+++ Available records +++

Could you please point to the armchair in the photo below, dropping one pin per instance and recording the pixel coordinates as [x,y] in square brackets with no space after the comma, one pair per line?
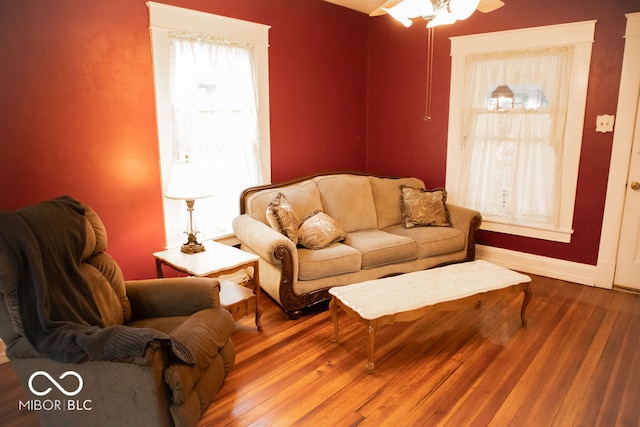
[89,347]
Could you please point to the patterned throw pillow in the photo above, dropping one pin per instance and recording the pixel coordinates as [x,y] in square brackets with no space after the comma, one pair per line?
[282,217]
[423,208]
[319,231]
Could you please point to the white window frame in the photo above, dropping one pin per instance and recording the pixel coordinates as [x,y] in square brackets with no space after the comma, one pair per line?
[162,20]
[578,34]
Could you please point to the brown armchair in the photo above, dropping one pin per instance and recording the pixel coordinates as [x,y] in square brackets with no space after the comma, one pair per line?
[93,349]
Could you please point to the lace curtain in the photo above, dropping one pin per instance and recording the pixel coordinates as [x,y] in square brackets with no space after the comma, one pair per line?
[214,106]
[512,159]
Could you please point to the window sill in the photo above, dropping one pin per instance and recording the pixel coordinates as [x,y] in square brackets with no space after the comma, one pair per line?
[545,233]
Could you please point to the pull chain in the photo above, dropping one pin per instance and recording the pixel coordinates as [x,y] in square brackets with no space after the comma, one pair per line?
[430,33]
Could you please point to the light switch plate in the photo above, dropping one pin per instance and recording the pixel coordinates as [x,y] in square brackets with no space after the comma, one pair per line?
[604,123]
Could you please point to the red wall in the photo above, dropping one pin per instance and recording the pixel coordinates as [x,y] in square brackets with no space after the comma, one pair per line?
[347,91]
[77,111]
[400,142]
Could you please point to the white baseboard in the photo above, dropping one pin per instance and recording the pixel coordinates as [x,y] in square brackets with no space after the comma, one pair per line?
[583,274]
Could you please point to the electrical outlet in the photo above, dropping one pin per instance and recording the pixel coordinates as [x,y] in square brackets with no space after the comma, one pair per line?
[604,123]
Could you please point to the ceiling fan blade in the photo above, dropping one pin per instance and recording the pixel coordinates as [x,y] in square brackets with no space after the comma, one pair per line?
[487,6]
[379,11]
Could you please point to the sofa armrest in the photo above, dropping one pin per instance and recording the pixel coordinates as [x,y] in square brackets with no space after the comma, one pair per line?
[263,240]
[462,217]
[179,296]
[468,221]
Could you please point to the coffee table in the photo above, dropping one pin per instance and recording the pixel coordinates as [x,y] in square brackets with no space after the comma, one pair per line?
[410,296]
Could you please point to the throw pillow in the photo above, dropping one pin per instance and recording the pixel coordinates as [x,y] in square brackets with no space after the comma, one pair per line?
[319,231]
[423,208]
[282,217]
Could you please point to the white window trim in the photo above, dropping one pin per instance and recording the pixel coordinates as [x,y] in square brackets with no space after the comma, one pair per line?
[578,34]
[163,19]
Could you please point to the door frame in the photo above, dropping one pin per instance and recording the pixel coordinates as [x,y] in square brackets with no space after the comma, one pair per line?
[620,154]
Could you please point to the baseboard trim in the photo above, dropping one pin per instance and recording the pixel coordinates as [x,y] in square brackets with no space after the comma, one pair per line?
[570,271]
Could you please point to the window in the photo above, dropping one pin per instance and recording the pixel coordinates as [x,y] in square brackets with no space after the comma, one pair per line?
[515,126]
[212,106]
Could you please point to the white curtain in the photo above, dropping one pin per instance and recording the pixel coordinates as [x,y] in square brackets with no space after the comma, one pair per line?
[511,169]
[214,107]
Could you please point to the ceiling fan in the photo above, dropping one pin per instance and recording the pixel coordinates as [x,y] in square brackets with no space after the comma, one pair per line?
[435,12]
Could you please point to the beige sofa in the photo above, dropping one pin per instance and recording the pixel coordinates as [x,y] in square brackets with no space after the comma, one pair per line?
[376,244]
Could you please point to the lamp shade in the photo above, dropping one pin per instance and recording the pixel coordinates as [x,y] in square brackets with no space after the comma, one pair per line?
[188,181]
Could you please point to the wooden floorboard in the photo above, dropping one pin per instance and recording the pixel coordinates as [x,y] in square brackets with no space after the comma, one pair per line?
[577,362]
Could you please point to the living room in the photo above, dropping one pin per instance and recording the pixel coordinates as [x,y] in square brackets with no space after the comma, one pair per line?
[347,91]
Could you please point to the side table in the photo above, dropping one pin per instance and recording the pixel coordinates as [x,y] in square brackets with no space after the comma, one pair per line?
[219,259]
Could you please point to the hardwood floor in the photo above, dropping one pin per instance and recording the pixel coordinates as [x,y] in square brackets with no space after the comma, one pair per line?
[576,363]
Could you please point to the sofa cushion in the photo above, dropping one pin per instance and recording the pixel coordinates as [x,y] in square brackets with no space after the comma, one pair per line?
[330,261]
[304,197]
[282,217]
[431,241]
[422,208]
[386,195]
[319,231]
[348,199]
[381,248]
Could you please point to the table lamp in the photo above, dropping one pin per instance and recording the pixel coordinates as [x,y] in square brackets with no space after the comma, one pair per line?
[188,182]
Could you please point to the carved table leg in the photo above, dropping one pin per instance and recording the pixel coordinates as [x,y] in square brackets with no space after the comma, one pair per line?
[528,293]
[371,341]
[333,309]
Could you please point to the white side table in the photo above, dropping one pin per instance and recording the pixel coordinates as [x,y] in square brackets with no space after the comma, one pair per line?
[215,261]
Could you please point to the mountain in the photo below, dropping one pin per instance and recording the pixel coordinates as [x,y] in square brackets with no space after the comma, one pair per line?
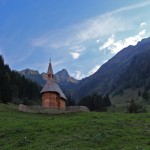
[109,76]
[15,88]
[62,78]
[127,69]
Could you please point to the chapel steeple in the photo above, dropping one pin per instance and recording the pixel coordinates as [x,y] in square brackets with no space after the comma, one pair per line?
[50,74]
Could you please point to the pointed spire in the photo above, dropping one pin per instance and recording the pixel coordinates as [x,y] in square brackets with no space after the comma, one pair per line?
[50,71]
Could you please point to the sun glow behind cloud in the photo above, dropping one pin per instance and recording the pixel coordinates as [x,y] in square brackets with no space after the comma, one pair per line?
[106,33]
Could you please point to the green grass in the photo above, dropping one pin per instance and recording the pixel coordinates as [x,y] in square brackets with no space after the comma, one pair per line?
[75,131]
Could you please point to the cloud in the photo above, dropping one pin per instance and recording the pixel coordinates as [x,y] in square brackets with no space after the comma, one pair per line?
[1,51]
[75,55]
[93,28]
[78,75]
[93,70]
[39,42]
[116,46]
[143,24]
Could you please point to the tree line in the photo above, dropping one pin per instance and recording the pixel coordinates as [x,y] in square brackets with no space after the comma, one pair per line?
[96,102]
[14,87]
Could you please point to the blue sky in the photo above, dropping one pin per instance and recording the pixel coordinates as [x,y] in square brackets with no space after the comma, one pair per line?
[79,35]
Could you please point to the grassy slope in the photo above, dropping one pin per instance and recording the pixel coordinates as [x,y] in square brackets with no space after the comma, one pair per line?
[121,102]
[106,131]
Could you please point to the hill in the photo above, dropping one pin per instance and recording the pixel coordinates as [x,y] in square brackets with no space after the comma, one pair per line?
[14,87]
[128,69]
[90,130]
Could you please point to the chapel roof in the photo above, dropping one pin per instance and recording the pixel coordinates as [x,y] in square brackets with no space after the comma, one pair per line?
[51,85]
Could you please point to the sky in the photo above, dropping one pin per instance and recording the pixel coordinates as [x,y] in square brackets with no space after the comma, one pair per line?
[78,35]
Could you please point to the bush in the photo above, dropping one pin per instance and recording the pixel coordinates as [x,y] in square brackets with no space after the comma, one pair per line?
[135,107]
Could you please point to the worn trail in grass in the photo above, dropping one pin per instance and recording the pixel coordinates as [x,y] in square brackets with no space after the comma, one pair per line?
[90,130]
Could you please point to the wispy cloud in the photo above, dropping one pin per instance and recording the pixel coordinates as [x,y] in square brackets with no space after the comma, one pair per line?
[79,75]
[143,24]
[1,51]
[75,55]
[116,46]
[92,28]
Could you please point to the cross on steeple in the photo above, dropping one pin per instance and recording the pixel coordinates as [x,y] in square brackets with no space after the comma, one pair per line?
[50,71]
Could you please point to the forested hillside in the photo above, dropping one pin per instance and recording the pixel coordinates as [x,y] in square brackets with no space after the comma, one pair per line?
[15,88]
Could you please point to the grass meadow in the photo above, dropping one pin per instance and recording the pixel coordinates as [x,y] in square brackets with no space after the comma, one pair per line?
[73,131]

+++

* **Exercise details**
Each of the lines from the one holding "Could you please point to the grass meadow" through the final line of the entries is to be set down exactly, and no others.

* **Response area**
Could you please point to the grass meadow in the photo above, dropping one pin per instance and recording the pixel coordinates as [x,y] in square brackets with no space after the comma, one pair per line?
[73,131]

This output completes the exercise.